3つの太陽をもち、空から鉄の雨が降る奇妙な惑星

2016年07月12日 | 宇宙 space
太陽系の外に変な惑星が見つかりました。

その星では、1つの季節が140年も続き、影はときどき3重に、
空から鉄の雨が降ってきて、日の出と日の入りが見事なまでにバラバラ…

さらに、空に見える太陽の数は、
1つのときも、2つのときも、3つのときもあるそうです。

地球から見て、ケンタウルス座の方向340光年の彼方に、
この変な惑星“HD 131399Ab”があるんですねー
3つの太陽を持つ惑星“HD 131399Ab”のイメージ図。


大きな恒星とお互いを回る小さな2つの恒星

この惑星“HD 131399Ab”は大きさが木星の4倍もあり、
直接撮影することができた数少ない太陽系外惑星の1つになります。

そして、この星から空を見上げると、
3つの太陽(恒星)が複雑怪奇な動きをしているんですねー

  3つの恒星は大きい方から順に131399A、B、Cになります。

原因は、3つの恒星と惑星の軌道にあるようです。

惑星は550年の周期で、青白く巨大な恒星Aの周りを公転し、
小さい恒星BとCは、お互いの周りを公転する連星になり、
この連星が恒星Aの周りを公転しています。

この入り組んだ軌道のおかげで、
惑星から見る3つの恒星の動きは、とても複雑になるそうです。

連星や三連星のうち1つの恒星のまわりを公転する惑星は、
これまでに数多く見つかっていて
連星系の外側を回る“周連星惑星”の存在も知られています。

それでも今回の惑星“HD 13199Ab”は特別な存在になるんですねー

それは天文学者が、
超大型望遠鏡“VLT”の観測装置“SPHERE”を使って直接観測できた点と、
この星がそう長くは生きられそうにないからです。


微妙なバランスで成立

じつは宇宙では、
太陽系のような単独の恒星の方が珍しいことが分かっています。

太陽の近傍にある恒星のほとんどが、
一緒に生まれ育った別の恒星とペアになっているんですねー

  太陽の近傍にある恒星の約50~60%が連星系を作っていて、
  そのうちの10%が惑星をもっていると考えられています。


そのため天文学者は、多くの惑星は連星の周りを回っていると予測しています。

でも、このような系を形成するには、
惑星の軌道と材料の分布の間に、絶妙なバランスが取られている必要があります。

そのバランスが崩れると、惑星は悲惨な運命をたどることになります。

多重星系の中で生まれようとする惑星は、
お互いの周りを公転する連星に引き込まれて消滅したり、
外にはじき出されて、果てしない銀河の暗闇の中を永遠にさまようこと…

そう、惑星が多重星系の中で生き残るためには、
一定の要件を満たす必要があることになります。

惑星“HD 131399Ab”は、少なくとも1600万年は生き残っているので、
こうした条件をかろうじて満たしているようです。

作業内容
1. 惑星HD 131399Abの記事のうち、「地球から見て、ケンタウルス座の方向340光年の彼方に、」から始まり「3つの恒星は大きい方から順に131399A、B、Cになります。」で終わる部分を、「木星」を「土星」に入れ替えて書き直してください。
2. 次の(a)〜(c)の各記述が惑星HD 131399Abの記事の内容と一致するかどうかを「はい」または「いいえ」で答え、判断の根拠となる記事中の語句をそのまま引用してください。
(a) 惑星は恒星Aの周りを550年の周期で公転している。
(b) 宇宙では、太陽系のような単独の恒星が一般的である。
(c) この惑星は地球からケンタウルス座の方向に340光年離れている。
3. 惑星HD 131399Abの記事を、最後の文の後から書き継いでください。
この後に続く行は、惑星HD 131399Abの記事とは無関係です。

収集資料

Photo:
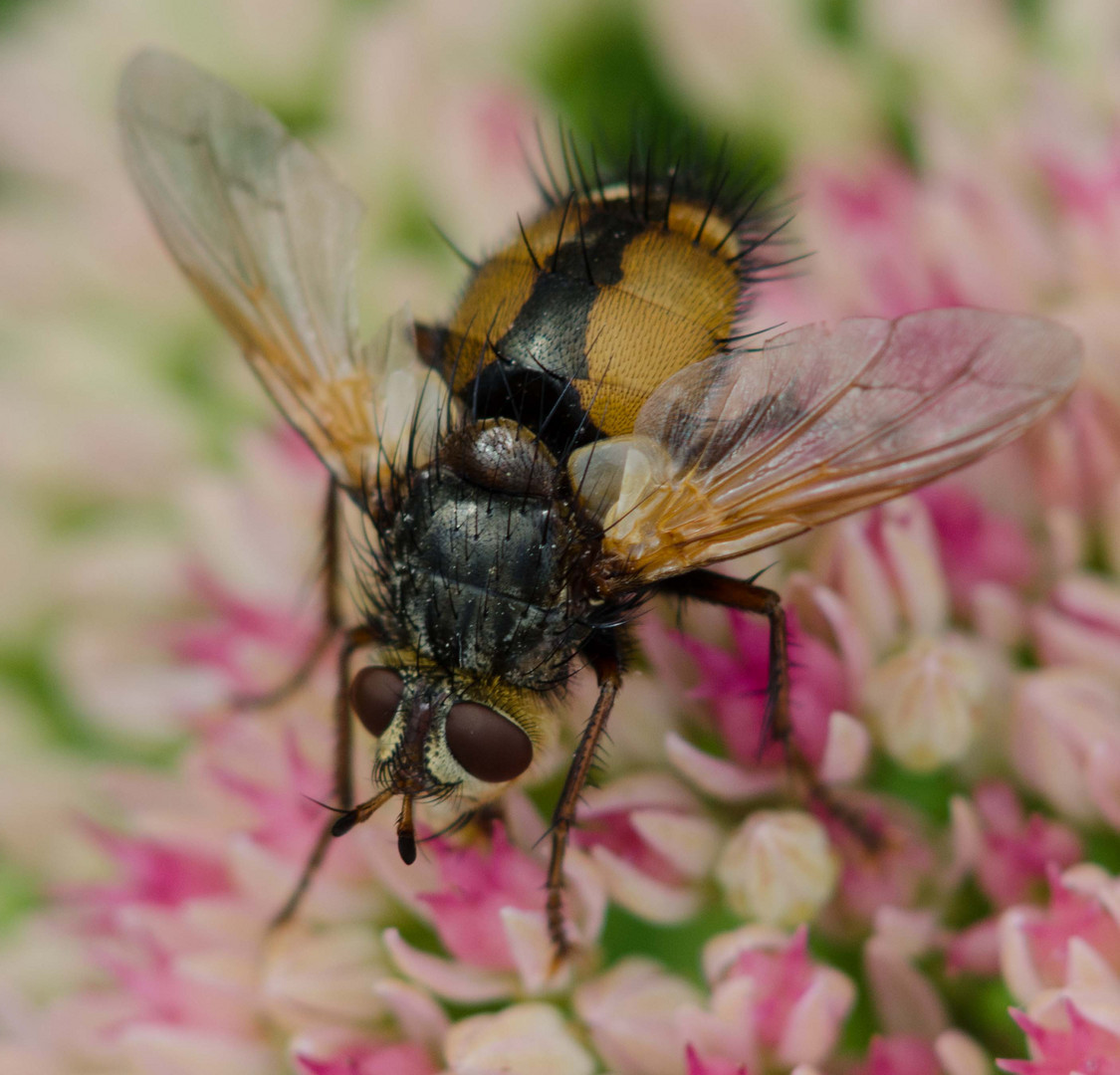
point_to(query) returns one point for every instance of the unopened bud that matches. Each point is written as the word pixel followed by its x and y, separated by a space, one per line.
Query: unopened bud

記述解答
1.
地球から見て、ケンタウルス座の方向340光年の彼方に、
この変な惑星“HD 131399Ab”があるんですねー
3つの太陽を持つ惑星“HD 131399Ab”のイメージ図。


大きな恒星とお互いを回る小さな2つの恒星

この惑星“HD 131399Ab”は大きさが土星の4倍もあり、
直接撮影することができた数少ない太陽系外惑星の1つになります。

そして、この星から空を見上げると、
3つの太陽(恒星)が複雑怪奇な動きをしているんですねー

  3つの恒星は大きい方から順に131399A、B、Cになります。

2.
(a) はい。「惑星は550年の周期で、青白く巨大な恒星Aの周りを公転し」
(b) いいえ。「太陽系のような単独の恒星の方が珍しいことが分かっています」
(c) はい。「ケンタウルス座の方向340光年の彼方に」

3.
太陽から冥王星までの約2倍の距離になる約122億キロが、
恒星Aから“HD 131399Ab”までの平均距離になります。

ただ、同じく恒星Aの周りを公転している、連星BCとは近すぎる距離になり、
惑星は恒星Aと連星BCの間の不安定領域に存在することになります。

このため惑星が今の位置に落ち着いたのは、
恒星Aにもっと近いところで連星BCの影響を受けずに形成され、
何らかの理由により恒星Aから遠ざかったからではないかと考えています。

現時点では惑星の軌道は正確には決定されていません。

なので、さらに外に向かって旅を続ければ、
銀河系の中をさまよう数十億個の自由浮遊惑星の1つとして、
終わる可能性もあります。

惑星が非常に長く延びた軌道を回っている場合は、
今後数千年から1万年で外に放り出されてしまうことが考えられます。

どの恒星とも関連のない空間に、
惑星ほどの質量の天体が自由に浮遊している…
このような例が多数知られています。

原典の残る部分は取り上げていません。